Ziel a:
Beantworte anhand des Textes über die dunkle Jahreszeit in Deutschland die folgenden Fragen:
(i) Um welche Uhrzeit wird es im Norden demnächst Abend?
(ii) Welches Ereignis am 9. November fällt in das Jahr 1923?
(iii) Welches Ereignis wird mit dem 2. Februar 1943 verbunden?

Dokument:
_ _ _ _ _ _ _

Die lichtlose Jahreszeit steht uns wieder ins Haus, dank Blackouts diesmal wohl auch wortwörtlich. In der Finsternis werfen alle unsere Dämonen doppelt so lange Schatten. Doch ein Lichtblick bleibt dem, der sich mit der endlosen deutschen Nacht zu arrangieren vermag.
Abend will es wieder werden … heute noch um halb sechs, bei Nieselregen schon um zehn vor fünf, demnächst hier im Norden um zwanzig nach drei. Und dann kommt sie – die Dunkelheit. Deutscher Herbst und Winter: Wir stehen auf in der Dunkelheit, wir kehren von der Arbeit heim in der Dunkelheit, und wenn der Frühling vor der Tür steht, ist es immer noch dunkel. Es ist diese zusammengematschte Verbundjahreszeit, die nun kommt: diese fünf Monate Schmuddelwetter, Eisregen, Schneegriesel und Glatteis, dazwischen ein lauwarm verwehtes Abtauen, aber alles in Düsternis. Was nun kommt, ist die Zeit, in der dieses Volk ganz bei sich selbst ist. Und das verheißt leider zumeist nichts Gutes.
Das Deutsche hat nicht umsonst 42 Begriffe für das Dunkel. („42“ ist hier eine nicht-empirische Zahl, eine gefühlte Wahrheit. Es können auch 16 sein; es sind auf jeden Fall auffällig viele Varianten und Schattierungen.) Düster, finster, stockdunkel, tiefschwarz, kohlrabenschwarz, nichtdiehandvoraugenschwarz, sondereinsatzkommandoschwarz, antifaschwarz. Mag sein, jenseits des Polarkreises kennen sie noch mehr Wörter dafür, so wie bekanntlich für Schnee. Diese nun wie jedes Jahr anbrechende Zeit scheint dennoch wie keine andere die deutsche Seele zu umklammern.
Viele unserer nationalen Dramen und Tragödien haben sich historisch in diesen lichtlosen Monaten abgespielt, zwischen November und dem späten März, wenn endlich die Tag-Nacht-Gleiche wieder erreicht wurde und wir alle langsam aufzuatmen wagten. Der 9. November gleich viermal: 1918 die erzwungene Abdankung Kaiser Wilhelms II., Auftakt zum Ende von Erstem Weltkrieg und Kaiserreich; 1923 der gescheiterte Hitler-Ludendorff-Putsch; 1938 die „Reichspogromnacht“ (und nicht der Reichspogromtag); dafür 1989 der überraschend glückselige Mauerfall, als die Jupiterlampen der Fernsehteams aus aller Welt gleißende Kunstlichter über die Menschen auf der nächtlichen Mauerkrone zucken ließen. Aber auch Hitlers Antritt als Reichskanzler, 30. Januar 1933. Die Niederlage von Stalingrad, 2. Februar 1943, als Kriegswende in winterlicher Finsternis. Natürlich die klaustrophobischsten Corona-Phasen.

_ _ _ _ _ _ _

[Einträge des Zeige-Datensatzes]
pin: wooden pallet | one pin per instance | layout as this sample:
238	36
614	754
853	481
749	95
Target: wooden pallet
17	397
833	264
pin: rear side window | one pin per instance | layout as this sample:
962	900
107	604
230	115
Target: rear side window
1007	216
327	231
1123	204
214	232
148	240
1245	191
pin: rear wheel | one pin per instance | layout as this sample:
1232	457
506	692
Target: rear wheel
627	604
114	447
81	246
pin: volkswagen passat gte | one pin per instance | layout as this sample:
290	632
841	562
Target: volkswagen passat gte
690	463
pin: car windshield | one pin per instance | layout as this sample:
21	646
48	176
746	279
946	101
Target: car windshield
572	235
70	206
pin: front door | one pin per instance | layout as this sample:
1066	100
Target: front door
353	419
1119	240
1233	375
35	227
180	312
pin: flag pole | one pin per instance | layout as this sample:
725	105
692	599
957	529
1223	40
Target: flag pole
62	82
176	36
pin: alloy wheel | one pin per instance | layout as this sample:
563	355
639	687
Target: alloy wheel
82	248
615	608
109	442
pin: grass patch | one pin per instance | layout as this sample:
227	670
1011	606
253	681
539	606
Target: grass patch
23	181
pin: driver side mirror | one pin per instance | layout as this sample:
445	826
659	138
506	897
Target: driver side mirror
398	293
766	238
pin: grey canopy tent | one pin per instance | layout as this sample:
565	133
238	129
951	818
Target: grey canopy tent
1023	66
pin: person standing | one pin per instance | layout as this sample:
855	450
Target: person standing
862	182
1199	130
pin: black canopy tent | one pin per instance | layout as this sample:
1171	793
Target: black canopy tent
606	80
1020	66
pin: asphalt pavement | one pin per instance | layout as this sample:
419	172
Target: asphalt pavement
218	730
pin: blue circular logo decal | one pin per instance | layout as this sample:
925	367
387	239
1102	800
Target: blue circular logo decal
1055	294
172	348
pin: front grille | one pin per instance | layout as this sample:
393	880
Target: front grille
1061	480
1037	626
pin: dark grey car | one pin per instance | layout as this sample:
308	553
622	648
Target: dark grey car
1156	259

_ _ _ _ _ _ _

Ziel b: Nenne die Anzahl der Zeilen in den Einträgen, die das Wort „mirror“ enthalten, und sonst nichts.

Richtiges Ergebnis a:
(i) Um zwanzig nach drei.
(ii) Der gescheiterte Hitler-Ludendorff-Putsch.
(iii) Die Niederlage von Stalingrad.

Richtiges Ergebnis b: 2